### WRITTEN PROBLEM
List every line of the records below that contains the string "window", and copy each such line in full. Case counts, so count only matches with the same capitalization.

Records from a point labeling set
····················

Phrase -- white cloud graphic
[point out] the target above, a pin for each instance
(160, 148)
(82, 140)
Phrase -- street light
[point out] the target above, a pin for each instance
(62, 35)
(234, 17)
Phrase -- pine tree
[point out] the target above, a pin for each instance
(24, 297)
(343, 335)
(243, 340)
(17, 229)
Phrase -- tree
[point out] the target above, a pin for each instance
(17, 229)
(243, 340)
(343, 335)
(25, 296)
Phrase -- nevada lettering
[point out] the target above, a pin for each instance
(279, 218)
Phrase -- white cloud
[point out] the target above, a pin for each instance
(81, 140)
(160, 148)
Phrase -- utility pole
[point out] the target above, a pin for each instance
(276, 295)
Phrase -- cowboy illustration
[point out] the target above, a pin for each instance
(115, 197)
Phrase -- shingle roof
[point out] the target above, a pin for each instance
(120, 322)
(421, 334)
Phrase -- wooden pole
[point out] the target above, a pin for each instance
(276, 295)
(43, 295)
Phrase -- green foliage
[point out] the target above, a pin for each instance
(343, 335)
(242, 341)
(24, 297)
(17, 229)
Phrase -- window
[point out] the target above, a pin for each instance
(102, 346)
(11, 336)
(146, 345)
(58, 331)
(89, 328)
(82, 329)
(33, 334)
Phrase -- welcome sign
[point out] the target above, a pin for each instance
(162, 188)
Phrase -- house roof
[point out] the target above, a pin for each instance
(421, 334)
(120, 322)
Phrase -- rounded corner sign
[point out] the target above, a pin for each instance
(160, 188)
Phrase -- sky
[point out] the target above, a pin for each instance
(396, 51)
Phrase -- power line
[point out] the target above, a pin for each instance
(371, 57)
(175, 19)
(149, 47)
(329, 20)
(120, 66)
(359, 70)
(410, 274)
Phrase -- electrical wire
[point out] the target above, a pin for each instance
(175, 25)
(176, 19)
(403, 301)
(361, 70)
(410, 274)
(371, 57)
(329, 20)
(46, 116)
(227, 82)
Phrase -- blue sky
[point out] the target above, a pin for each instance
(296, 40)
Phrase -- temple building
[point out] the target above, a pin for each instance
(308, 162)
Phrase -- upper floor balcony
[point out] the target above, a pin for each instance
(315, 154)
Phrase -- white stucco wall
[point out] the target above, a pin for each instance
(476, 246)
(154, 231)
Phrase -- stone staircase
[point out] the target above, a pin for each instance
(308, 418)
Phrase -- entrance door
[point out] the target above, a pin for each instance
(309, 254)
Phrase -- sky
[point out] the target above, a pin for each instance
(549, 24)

····················

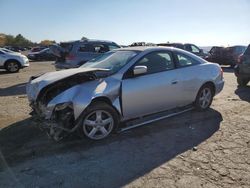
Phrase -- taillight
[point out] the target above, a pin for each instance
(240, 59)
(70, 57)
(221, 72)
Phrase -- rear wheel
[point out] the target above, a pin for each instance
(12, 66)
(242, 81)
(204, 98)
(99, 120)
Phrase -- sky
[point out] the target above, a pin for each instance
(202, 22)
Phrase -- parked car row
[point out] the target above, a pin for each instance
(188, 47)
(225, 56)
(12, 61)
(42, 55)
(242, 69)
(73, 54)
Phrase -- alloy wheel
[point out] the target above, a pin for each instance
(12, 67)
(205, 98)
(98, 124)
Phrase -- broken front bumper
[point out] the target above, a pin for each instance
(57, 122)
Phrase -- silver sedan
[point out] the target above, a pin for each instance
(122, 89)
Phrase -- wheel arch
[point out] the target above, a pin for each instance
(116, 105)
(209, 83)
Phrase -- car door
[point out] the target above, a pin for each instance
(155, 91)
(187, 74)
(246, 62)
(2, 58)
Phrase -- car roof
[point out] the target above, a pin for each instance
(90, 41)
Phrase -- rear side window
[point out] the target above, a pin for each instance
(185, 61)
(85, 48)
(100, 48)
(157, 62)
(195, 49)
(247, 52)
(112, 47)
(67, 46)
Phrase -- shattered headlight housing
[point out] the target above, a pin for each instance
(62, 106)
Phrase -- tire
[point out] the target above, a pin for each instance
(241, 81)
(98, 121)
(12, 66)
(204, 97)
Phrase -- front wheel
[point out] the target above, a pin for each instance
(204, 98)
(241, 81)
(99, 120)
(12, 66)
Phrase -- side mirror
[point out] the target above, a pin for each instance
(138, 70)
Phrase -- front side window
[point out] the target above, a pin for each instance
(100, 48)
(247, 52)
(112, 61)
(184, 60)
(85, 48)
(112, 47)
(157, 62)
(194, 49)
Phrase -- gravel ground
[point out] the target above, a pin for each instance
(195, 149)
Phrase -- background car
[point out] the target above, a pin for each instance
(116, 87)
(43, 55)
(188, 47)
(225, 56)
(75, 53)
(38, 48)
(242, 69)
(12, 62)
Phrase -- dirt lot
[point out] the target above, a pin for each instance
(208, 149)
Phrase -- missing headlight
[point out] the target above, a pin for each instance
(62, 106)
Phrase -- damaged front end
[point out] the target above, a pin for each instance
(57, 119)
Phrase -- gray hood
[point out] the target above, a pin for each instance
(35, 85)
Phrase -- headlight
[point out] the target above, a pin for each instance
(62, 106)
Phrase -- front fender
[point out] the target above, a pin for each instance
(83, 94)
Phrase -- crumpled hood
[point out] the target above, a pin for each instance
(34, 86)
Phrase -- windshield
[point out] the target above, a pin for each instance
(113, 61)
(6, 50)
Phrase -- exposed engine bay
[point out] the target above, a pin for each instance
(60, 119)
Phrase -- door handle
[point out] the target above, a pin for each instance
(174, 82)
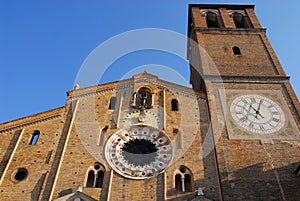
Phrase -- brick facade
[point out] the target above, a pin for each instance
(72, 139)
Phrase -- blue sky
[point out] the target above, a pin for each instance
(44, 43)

····················

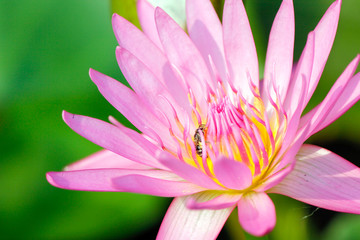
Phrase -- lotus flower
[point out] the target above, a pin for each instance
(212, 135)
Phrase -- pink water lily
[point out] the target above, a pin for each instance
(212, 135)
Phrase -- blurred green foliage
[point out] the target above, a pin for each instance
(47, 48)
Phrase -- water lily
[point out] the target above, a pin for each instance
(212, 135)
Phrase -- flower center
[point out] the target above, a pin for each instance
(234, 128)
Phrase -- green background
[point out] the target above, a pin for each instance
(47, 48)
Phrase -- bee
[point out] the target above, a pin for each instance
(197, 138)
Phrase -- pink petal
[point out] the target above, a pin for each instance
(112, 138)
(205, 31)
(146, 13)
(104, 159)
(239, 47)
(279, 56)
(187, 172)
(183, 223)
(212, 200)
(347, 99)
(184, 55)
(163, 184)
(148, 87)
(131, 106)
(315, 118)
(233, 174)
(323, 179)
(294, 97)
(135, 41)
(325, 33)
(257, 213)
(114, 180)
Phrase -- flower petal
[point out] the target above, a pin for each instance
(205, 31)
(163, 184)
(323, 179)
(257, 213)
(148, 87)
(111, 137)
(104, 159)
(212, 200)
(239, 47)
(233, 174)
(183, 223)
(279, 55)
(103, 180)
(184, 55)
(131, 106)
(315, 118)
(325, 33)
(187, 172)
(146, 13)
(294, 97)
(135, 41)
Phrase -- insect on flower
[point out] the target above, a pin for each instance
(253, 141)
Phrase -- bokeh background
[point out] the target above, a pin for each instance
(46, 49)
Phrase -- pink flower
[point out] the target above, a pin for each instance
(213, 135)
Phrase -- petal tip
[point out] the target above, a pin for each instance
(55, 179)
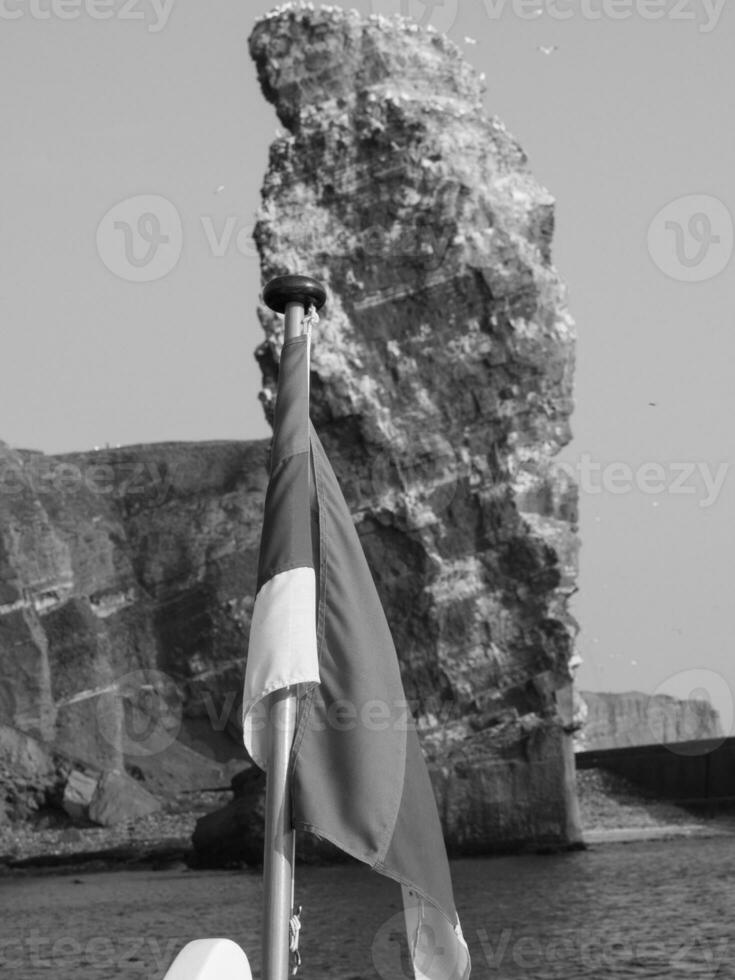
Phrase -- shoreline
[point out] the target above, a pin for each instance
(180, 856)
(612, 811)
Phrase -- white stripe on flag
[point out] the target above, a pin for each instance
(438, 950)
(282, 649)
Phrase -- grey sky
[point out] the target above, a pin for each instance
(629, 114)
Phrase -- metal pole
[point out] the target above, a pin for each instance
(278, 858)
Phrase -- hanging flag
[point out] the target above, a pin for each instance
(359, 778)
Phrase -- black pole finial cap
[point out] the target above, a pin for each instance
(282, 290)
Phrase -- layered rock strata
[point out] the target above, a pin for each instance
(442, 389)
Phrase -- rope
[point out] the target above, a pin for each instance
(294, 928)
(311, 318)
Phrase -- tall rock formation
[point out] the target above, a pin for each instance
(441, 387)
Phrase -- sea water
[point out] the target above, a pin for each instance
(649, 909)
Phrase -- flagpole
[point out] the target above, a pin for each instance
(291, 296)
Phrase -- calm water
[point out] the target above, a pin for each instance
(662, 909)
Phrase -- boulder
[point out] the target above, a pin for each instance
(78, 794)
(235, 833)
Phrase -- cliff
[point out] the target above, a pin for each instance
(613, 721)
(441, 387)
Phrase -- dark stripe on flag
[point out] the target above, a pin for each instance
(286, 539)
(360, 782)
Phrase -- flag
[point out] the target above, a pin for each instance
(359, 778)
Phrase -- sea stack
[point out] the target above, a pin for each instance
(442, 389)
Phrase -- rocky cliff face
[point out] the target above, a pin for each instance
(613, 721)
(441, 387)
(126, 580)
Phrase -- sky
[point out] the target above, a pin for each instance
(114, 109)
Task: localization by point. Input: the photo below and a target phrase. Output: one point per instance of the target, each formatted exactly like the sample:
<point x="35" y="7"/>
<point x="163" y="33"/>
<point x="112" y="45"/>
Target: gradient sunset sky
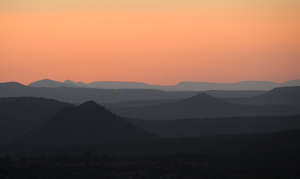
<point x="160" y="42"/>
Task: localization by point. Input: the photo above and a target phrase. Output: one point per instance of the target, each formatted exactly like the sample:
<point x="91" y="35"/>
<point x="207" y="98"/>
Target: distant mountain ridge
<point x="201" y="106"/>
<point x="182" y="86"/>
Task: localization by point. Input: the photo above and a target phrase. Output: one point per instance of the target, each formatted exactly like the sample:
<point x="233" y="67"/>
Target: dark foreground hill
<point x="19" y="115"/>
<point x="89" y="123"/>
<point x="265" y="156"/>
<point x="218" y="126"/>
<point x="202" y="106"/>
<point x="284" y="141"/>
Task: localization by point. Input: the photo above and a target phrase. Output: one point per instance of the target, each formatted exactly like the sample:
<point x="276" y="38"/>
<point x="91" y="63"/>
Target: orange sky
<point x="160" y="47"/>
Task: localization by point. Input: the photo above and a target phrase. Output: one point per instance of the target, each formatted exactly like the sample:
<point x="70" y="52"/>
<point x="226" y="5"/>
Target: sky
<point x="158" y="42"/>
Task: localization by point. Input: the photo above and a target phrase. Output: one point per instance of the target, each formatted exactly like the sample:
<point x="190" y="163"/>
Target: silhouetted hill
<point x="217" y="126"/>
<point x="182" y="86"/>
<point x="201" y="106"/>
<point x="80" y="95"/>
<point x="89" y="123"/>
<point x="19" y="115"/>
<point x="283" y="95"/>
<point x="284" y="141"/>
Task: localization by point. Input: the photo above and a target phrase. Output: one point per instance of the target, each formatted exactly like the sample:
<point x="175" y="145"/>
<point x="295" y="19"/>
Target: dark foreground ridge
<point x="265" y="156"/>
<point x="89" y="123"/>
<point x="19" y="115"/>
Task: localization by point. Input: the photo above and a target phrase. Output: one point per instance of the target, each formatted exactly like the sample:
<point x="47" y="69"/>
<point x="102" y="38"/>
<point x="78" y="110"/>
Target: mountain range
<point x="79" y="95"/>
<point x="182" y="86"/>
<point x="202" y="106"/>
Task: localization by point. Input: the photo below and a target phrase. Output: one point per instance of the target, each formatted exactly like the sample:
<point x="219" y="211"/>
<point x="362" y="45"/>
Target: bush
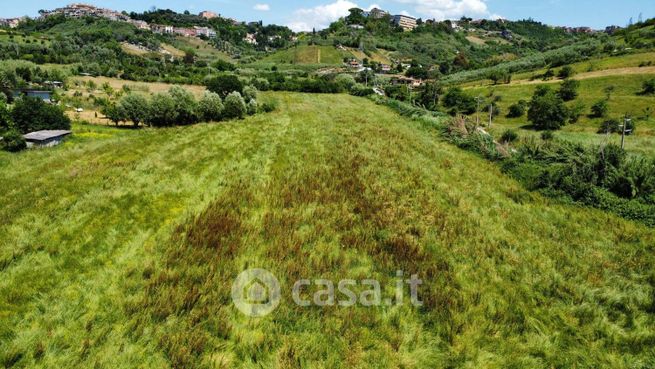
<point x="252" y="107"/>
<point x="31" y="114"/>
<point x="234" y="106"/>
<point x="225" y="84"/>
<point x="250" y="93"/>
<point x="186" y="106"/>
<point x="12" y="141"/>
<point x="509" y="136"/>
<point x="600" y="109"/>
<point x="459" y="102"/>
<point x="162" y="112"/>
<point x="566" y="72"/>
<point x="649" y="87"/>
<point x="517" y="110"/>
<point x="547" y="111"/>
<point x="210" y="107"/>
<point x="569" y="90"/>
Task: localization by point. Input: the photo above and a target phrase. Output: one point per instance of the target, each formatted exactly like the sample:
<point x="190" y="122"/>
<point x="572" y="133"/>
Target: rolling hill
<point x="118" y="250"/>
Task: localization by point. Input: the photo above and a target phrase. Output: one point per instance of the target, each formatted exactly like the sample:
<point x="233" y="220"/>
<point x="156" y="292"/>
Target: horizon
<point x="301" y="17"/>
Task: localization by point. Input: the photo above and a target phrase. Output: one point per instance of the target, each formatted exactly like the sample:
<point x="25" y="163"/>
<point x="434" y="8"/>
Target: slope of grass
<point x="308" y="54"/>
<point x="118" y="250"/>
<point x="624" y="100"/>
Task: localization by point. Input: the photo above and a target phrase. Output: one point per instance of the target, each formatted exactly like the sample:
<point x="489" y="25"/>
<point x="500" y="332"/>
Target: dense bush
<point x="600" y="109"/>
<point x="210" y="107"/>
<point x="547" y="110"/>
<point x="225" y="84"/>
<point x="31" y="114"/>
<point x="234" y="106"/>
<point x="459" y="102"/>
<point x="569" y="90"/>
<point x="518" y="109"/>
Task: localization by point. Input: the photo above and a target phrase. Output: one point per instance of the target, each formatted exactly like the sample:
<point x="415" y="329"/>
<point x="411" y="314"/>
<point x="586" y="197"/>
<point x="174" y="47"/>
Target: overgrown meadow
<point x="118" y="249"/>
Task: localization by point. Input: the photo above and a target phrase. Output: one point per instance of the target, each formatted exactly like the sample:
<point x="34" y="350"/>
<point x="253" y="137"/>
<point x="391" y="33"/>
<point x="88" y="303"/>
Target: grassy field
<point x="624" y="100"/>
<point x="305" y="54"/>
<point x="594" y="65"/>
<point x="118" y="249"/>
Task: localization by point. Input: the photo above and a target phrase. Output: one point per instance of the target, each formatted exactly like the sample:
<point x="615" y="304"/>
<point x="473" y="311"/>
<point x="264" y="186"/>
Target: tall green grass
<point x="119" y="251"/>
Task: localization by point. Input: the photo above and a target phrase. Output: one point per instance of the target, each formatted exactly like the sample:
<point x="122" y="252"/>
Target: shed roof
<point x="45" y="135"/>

····················

### ANSWER BELOW
Phrase -- window
Phrase -- rear side window
Phrase -- front side window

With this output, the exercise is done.